Para quantificar o impacto das sequelas em pacientes mais jovens de caracterizar os principais sintomas, mais de 140 pesquisadores analisaram dados do estudo Recover, dos Institutos Nacionais de Saúde dos Estados Unidos. O resultado foi publicado no Journal of the American Medical Association (Jama).
Cuidadores de 5.367 crianças (898 em idade escolar e 4.469 adolescentes) responderam a pesquisas on-line sobre a saúde das meninas e dos meninos. Aproximadamente 86% da amostra já havia sido infectada com covid, enquanto 14% — o grupo de controle — não. O estudo avaliou 74 sintomas conhecidos e potenciais do Sars-CoV-2 em nove domínios: olhos, ouvidos, nariz e garganta; coração e pulmões; gastrointestinal; dermatológico; musculoesquelético; neurológico; comportamental e psicológico; menstrual; e geral.

[Dados de expressões referenciais baseadas em fotos]
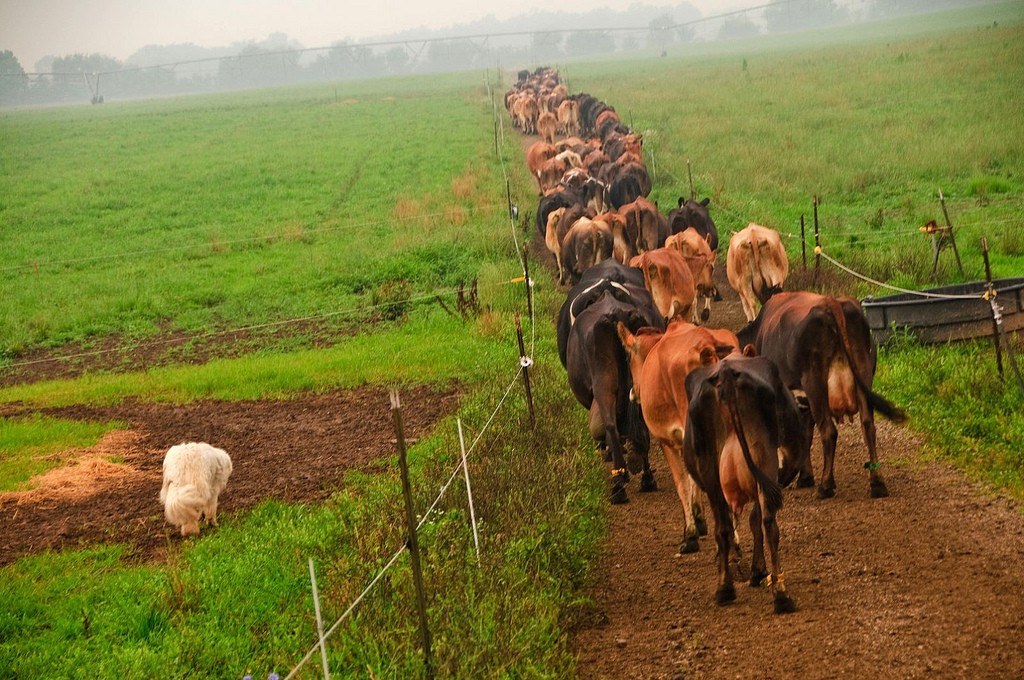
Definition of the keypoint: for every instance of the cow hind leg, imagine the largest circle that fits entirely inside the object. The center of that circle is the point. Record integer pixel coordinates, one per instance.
(726, 591)
(829, 437)
(686, 490)
(878, 485)
(758, 567)
(782, 602)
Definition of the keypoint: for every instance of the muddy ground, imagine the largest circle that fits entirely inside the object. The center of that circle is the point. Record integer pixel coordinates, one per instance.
(294, 451)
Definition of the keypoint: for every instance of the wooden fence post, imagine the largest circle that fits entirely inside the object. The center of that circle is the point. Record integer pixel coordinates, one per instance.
(529, 290)
(414, 546)
(803, 242)
(817, 238)
(952, 240)
(524, 362)
(989, 294)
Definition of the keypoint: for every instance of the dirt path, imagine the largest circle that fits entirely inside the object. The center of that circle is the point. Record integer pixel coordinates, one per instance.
(924, 583)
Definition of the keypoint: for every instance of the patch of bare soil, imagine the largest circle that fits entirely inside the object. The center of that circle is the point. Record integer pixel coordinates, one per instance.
(294, 451)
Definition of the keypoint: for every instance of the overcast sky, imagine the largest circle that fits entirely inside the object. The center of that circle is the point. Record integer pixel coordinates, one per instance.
(34, 29)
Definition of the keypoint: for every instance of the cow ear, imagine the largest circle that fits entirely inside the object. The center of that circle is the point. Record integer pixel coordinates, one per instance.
(627, 338)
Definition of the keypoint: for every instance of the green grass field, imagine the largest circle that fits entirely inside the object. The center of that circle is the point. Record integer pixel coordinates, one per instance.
(344, 204)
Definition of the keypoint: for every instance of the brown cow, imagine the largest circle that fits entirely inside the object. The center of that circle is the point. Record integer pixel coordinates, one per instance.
(538, 154)
(659, 364)
(646, 226)
(568, 118)
(547, 126)
(587, 243)
(743, 442)
(623, 249)
(756, 265)
(700, 259)
(551, 173)
(669, 279)
(822, 346)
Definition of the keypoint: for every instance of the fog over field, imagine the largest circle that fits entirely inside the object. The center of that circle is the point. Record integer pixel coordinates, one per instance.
(54, 51)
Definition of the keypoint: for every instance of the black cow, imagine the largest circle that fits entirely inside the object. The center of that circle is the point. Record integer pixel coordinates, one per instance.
(597, 367)
(740, 417)
(822, 346)
(690, 213)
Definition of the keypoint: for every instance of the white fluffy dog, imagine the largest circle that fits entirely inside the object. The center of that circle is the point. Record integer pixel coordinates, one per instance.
(194, 476)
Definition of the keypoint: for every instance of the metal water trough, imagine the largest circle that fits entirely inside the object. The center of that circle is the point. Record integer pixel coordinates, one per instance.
(943, 320)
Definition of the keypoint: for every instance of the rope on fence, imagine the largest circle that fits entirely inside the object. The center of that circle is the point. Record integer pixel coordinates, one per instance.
(819, 251)
(398, 553)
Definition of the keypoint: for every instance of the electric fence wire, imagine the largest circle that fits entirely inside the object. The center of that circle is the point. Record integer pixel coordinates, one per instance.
(394, 557)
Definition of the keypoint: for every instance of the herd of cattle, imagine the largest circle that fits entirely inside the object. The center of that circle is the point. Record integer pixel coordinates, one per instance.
(734, 412)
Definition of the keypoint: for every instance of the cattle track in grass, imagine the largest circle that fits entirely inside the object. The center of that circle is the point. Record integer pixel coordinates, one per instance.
(923, 583)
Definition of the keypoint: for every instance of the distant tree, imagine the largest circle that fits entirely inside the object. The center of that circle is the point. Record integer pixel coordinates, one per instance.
(75, 71)
(685, 34)
(13, 82)
(737, 27)
(659, 34)
(788, 15)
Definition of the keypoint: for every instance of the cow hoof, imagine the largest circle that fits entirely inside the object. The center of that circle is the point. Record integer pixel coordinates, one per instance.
(784, 603)
(690, 545)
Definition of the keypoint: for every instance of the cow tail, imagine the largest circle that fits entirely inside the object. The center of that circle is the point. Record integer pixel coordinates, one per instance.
(875, 400)
(636, 216)
(636, 427)
(769, 487)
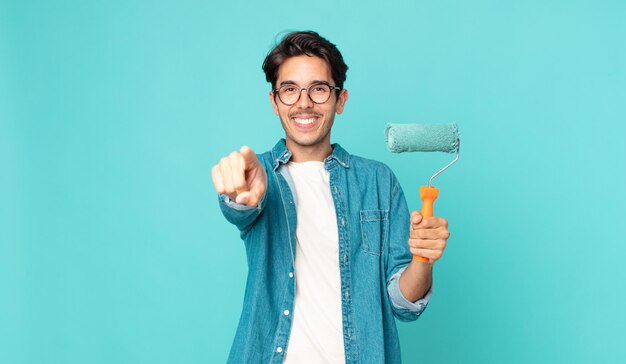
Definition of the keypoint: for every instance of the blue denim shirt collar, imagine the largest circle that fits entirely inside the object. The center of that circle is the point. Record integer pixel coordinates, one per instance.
(280, 154)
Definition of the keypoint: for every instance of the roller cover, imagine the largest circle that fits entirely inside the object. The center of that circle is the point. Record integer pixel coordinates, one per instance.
(422, 137)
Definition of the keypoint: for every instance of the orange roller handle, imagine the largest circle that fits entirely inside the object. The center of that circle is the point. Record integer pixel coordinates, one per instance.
(428, 195)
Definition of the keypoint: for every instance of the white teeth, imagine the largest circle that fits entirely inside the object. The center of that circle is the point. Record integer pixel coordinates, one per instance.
(304, 121)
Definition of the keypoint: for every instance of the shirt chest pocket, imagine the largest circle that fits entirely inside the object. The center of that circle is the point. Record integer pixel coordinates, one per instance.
(374, 230)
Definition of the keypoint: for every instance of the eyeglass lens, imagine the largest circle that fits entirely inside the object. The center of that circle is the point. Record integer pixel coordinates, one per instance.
(290, 94)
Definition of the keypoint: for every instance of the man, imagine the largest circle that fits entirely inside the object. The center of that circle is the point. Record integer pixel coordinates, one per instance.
(328, 235)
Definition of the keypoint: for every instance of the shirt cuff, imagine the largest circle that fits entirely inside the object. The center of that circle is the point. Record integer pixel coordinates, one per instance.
(398, 299)
(235, 205)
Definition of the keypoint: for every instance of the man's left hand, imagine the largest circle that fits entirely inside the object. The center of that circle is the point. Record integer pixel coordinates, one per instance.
(428, 236)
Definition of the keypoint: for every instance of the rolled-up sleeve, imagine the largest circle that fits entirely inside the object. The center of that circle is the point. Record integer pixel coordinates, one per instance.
(404, 309)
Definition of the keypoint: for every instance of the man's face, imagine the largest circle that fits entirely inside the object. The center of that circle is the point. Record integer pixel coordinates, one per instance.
(307, 124)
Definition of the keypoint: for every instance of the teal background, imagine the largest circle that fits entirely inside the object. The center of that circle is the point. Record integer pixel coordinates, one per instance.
(112, 246)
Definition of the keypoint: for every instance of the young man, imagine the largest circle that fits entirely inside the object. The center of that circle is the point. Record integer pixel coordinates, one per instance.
(328, 235)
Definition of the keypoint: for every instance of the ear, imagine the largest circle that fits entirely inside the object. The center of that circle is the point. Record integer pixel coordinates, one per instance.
(273, 101)
(341, 102)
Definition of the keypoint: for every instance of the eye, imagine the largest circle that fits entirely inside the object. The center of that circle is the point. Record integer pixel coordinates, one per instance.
(320, 89)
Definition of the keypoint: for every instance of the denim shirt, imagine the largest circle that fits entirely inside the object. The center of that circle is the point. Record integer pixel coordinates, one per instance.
(373, 227)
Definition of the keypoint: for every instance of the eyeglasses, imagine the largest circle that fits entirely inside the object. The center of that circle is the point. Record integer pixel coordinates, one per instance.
(319, 93)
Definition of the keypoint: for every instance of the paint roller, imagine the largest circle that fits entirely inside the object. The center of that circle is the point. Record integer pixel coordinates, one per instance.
(424, 138)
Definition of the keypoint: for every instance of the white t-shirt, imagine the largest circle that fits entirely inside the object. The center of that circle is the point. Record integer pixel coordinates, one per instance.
(317, 328)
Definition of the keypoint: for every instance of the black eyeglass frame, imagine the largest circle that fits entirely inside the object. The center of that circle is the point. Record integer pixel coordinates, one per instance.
(332, 88)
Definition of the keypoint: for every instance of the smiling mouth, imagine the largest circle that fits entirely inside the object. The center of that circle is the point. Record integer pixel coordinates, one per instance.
(305, 120)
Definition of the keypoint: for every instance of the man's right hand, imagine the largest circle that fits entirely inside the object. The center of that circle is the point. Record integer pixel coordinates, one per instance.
(240, 176)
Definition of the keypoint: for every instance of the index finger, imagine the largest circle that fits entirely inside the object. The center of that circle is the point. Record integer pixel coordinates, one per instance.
(433, 222)
(249, 157)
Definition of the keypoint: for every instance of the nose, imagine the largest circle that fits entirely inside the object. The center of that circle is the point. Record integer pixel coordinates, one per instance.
(304, 102)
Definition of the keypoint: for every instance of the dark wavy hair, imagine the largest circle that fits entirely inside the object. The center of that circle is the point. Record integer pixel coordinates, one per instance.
(305, 43)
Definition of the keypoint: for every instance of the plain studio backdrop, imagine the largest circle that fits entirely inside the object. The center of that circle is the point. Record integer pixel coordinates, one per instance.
(112, 246)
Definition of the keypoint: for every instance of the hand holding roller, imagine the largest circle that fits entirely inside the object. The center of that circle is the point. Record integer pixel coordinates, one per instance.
(424, 138)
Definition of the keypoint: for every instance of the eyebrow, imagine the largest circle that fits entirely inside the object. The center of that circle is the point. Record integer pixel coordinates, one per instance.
(315, 82)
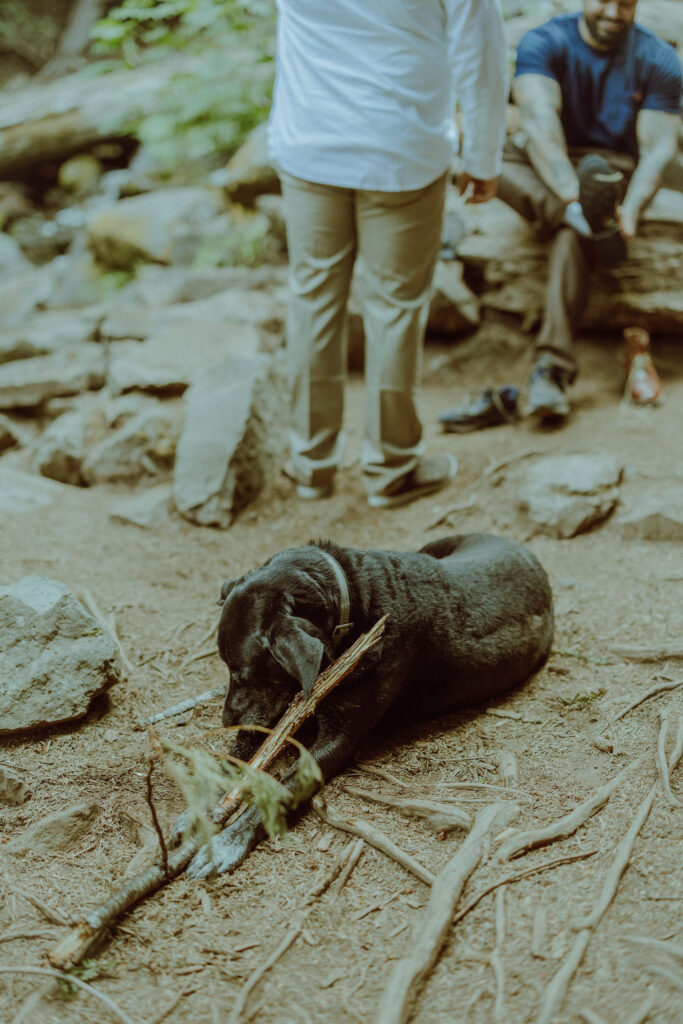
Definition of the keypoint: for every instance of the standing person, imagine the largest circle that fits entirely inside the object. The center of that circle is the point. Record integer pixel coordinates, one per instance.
(363, 132)
(600, 98)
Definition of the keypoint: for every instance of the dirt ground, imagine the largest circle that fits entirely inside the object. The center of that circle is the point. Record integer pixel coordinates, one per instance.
(184, 953)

USANDO AS INFORMAÇÕES —
1. Indique se cada afirmação está de acordo com o texto sobre as sequelas da covid em crianças, respondendo sim ou não e citando literalmente as palavras do texto que decidem a questão: (a) o resultado do estudo foi publicado no Journal of the American Medical Association; (b) as próprias crianças responderam às pesquisas on-line; (c) o estudo avaliou 74 sintomas em nove domínios.
2. Com base no texto sobre as sequelas da covid em crianças, explique em uma a três frases com que finalidade mais de 140 pesquisadores analisaram os dados do estudo Recover.
3. Reproduza o trecho do texto sobre as sequelas da covid em crianças situado entre "Para quantificar o" e "menstrual; e geral.", inclusive.

RESULTADOS POR TAREFA —
1.
(a) Sim: "O resultado foi publicado no Journal of the American Medical Association (Jama)."
(b) Não: "Cuidadores de 5.367 crianças (898 em idade escolar e 4.469 adolescentes) responderam a pesquisas on-line"
(c) Sim: "O estudo avaliou 74 sintomas conhecidos e potenciais do Sars-CoV-2 em nove domínios"

2. Os pesquisadores analisaram os dados do estudo Recover, dos Institutos Nacionais de Saúde dos Estados Unidos, para quantificar o impacto das sequelas em pacientes mais jovens e caracterizar os principais sintomas.

3.
Para quantificar o impacto das sequelas em pacientes mais jovens de caracterizar os principais sintomas, mais de 140 pesquisadores analisaram dados do estudo Recover, dos Institutos Nacionais de Saúde dos Estados Unidos. O resultado foi publicado no Journal of the American Medical Association (Jama).
Cuidadores de 5.367 crianças (898 em idade escolar e 4.469 adolescentes) responderam a pesquisas on-line sobre a saúde das meninas e dos meninos. Aproximadamente 86% da amostra já havia sido infectada com covid, enquanto 14% — o grupo de controle — não. O estudo avaliou 74 sintomas conhecidos e potenciais do Sars-CoV-2 em nove domínios: olhos, ouvidos, nariz e garganta; coração e pulmões; gastrointestinal; dermatológico; musculoesquelético; neurológico; comportamental e psicológico; menstrual; e geral.